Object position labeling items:
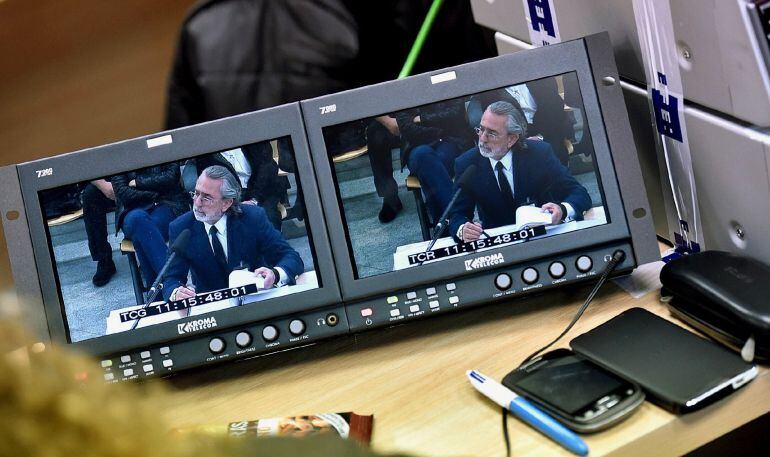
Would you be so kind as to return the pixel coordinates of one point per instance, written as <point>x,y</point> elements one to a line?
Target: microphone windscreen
<point>180,243</point>
<point>467,176</point>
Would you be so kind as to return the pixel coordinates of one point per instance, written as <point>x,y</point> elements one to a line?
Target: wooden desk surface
<point>412,378</point>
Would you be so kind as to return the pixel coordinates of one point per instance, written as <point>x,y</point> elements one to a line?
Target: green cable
<point>420,40</point>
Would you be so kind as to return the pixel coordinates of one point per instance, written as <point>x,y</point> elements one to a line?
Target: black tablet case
<point>672,365</point>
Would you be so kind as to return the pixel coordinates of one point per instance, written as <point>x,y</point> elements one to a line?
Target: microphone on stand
<point>177,247</point>
<point>443,222</point>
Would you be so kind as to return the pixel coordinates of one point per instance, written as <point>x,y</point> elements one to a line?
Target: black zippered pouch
<point>725,296</point>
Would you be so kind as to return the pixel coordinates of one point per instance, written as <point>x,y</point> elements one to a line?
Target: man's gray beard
<point>488,153</point>
<point>204,218</point>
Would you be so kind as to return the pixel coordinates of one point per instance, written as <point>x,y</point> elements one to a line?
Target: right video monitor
<point>493,168</point>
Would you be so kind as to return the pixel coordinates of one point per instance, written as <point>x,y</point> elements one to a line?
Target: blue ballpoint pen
<point>527,412</point>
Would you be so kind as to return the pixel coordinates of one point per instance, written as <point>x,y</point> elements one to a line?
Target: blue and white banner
<point>541,18</point>
<point>661,63</point>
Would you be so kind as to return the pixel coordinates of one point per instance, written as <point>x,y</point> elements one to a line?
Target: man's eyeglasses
<point>205,198</point>
<point>491,134</point>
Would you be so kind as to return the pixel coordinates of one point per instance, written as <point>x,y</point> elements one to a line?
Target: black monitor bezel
<point>219,135</point>
<point>600,103</point>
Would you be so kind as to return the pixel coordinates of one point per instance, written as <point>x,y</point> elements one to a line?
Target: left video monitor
<point>233,204</point>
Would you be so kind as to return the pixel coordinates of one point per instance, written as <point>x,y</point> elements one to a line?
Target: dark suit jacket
<point>154,186</point>
<point>538,178</point>
<point>251,241</point>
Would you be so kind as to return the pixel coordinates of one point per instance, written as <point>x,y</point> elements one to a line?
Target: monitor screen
<point>106,261</point>
<point>473,173</point>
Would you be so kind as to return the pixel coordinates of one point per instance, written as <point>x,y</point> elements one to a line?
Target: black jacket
<point>444,121</point>
<point>154,186</point>
<point>235,56</point>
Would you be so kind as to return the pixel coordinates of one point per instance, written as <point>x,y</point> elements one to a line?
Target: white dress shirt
<point>221,226</point>
<point>507,162</point>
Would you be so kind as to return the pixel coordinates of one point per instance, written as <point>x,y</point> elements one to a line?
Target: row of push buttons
<point>244,339</point>
<point>431,291</point>
<point>144,355</point>
<point>556,270</point>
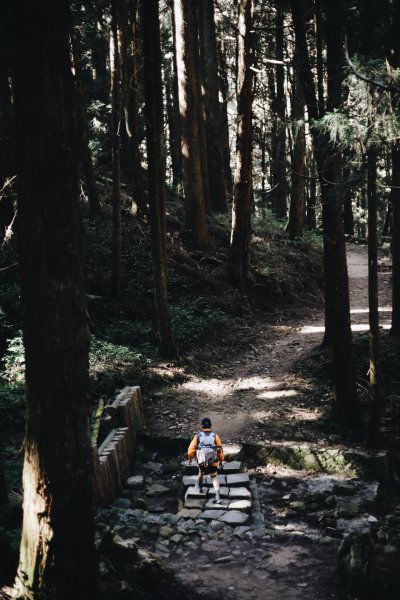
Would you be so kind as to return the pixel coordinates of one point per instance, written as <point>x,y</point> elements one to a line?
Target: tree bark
<point>395,201</point>
<point>375,399</point>
<point>337,308</point>
<point>226,148</point>
<point>83,131</point>
<point>3,484</point>
<point>297,212</point>
<point>116,273</point>
<point>213,123</point>
<point>189,111</point>
<point>279,151</point>
<point>57,557</point>
<point>156,168</point>
<point>241,208</point>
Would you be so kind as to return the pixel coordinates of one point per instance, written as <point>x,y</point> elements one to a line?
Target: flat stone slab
<point>212,506</point>
<point>234,517</point>
<point>232,451</point>
<point>157,490</point>
<point>243,505</point>
<point>189,513</point>
<point>195,502</point>
<point>211,515</point>
<point>191,492</point>
<point>224,492</point>
<point>238,480</point>
<point>189,480</point>
<point>239,492</point>
<point>232,467</point>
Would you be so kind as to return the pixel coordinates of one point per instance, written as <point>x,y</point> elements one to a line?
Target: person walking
<point>206,447</point>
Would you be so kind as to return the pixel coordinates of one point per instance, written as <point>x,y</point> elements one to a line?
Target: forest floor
<point>277,390</point>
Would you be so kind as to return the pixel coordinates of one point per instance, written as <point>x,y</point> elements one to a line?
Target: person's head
<point>206,423</point>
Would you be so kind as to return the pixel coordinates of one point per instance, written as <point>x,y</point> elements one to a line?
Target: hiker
<point>206,447</point>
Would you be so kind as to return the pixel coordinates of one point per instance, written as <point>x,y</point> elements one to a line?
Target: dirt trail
<point>260,394</point>
<point>256,394</point>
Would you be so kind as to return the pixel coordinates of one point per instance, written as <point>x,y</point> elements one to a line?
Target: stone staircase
<point>236,495</point>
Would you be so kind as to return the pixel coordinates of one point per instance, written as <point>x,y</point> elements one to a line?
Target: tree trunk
<point>131,110</point>
<point>297,212</point>
<point>226,148</point>
<point>83,131</point>
<point>3,484</point>
<point>212,108</point>
<point>337,308</point>
<point>374,358</point>
<point>175,126</point>
<point>241,208</point>
<point>395,201</point>
<point>279,151</point>
<point>312,195</point>
<point>196,7</point>
<point>116,273</point>
<point>189,106</point>
<point>57,558</point>
<point>156,169</point>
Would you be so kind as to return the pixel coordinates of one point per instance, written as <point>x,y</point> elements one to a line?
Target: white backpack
<point>206,449</point>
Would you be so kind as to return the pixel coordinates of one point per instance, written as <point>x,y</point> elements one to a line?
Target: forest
<point>199,217</point>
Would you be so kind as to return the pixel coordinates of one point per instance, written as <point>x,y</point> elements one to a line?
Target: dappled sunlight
<point>272,395</point>
<point>359,311</point>
<point>308,329</point>
<point>225,387</point>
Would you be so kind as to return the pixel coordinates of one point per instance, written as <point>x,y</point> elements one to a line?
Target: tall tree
<point>57,558</point>
<point>3,485</point>
<point>212,107</point>
<point>297,211</point>
<point>241,207</point>
<point>375,399</point>
<point>156,169</point>
<point>116,149</point>
<point>189,107</point>
<point>83,130</point>
<point>279,150</point>
<point>337,307</point>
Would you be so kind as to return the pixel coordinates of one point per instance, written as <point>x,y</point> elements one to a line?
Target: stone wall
<point>112,460</point>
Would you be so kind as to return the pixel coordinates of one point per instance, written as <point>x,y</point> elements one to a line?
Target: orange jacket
<point>193,447</point>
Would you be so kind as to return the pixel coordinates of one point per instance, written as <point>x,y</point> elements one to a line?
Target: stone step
<point>234,493</point>
<point>233,517</point>
<point>230,467</point>
<point>235,480</point>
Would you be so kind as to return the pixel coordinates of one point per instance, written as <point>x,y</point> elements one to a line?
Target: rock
<point>389,549</point>
<point>345,489</point>
<point>176,538</point>
<point>346,508</point>
<point>166,531</point>
<point>156,490</point>
<point>240,531</point>
<point>195,502</point>
<point>122,503</point>
<point>244,505</point>
<point>210,515</point>
<point>224,559</point>
<point>216,526</point>
<point>135,482</point>
<point>153,467</point>
<point>234,517</point>
<point>172,466</point>
<point>237,480</point>
<point>189,513</point>
<point>297,505</point>
<point>240,492</point>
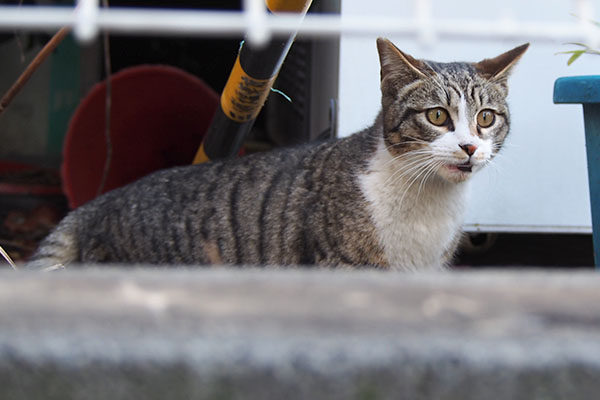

PROBLEM REQUIREMENTS
List every line from the items above that contains the word "jacket", copying each line in full.

TASK SOLUTION
Target: dark suit jacket
Target: black jacket
Target: orange jacket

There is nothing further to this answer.